▶ _Data provided_

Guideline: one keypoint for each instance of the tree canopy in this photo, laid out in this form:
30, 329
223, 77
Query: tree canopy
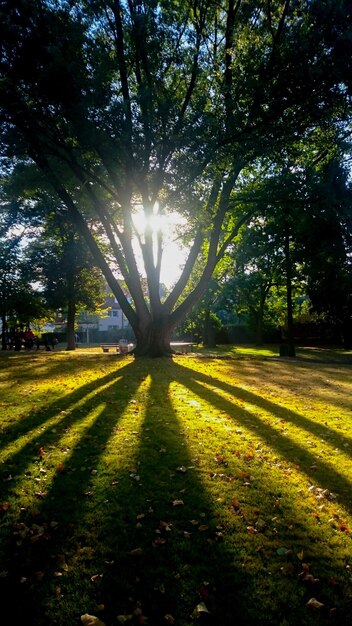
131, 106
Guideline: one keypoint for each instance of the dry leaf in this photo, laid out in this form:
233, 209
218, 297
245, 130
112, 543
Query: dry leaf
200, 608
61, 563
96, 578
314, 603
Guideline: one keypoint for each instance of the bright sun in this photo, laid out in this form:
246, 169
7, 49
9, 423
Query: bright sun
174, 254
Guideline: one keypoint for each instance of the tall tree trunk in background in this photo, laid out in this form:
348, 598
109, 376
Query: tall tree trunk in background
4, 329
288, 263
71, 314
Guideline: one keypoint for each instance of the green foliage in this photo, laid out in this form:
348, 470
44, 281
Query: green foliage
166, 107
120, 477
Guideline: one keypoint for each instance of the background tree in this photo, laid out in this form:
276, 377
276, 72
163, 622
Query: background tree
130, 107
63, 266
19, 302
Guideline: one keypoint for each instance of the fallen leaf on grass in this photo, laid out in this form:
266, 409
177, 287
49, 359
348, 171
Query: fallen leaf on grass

▶ _Task directions_
When you write out the material above, keep every line exact and drop each picture.

▶ _Exercise response_
Guideline: one keypoint for each instance of the tree canopy in this photo, laid out in this form:
30, 329
223, 77
Query: tree canopy
131, 106
Guideline: one keypoint for each instance of the dry leaf in this photo, laid out in this form:
233, 209
218, 297
245, 130
112, 543
Query: dry leaf
200, 608
61, 563
96, 578
314, 603
Guideline: one keypoint for each instance of the bright sun in this photo, laid out in this form:
246, 169
7, 49
9, 423
Query: bright sun
174, 254
Guideline: one keypoint for each instance of the tall tree trunk in background in this photo, laid out in this form:
348, 598
109, 376
Query: tall tree trunk in background
4, 329
288, 263
71, 314
Guideline: one keypoint for each instance of the green foliage in this photo, laid out in this form:
348, 470
44, 281
Query: green foliage
166, 107
120, 477
Guideline: one keypoint for each instance of the background tree in this photo, laid out in this form:
276, 377
276, 72
163, 622
Query: background tree
130, 107
63, 266
19, 302
Guideline: one keypoint for each instance of the fallen leaf on grass in this photo, laid out in this form:
266, 409
177, 287
49, 359
348, 171
Query: fallen leaf on grass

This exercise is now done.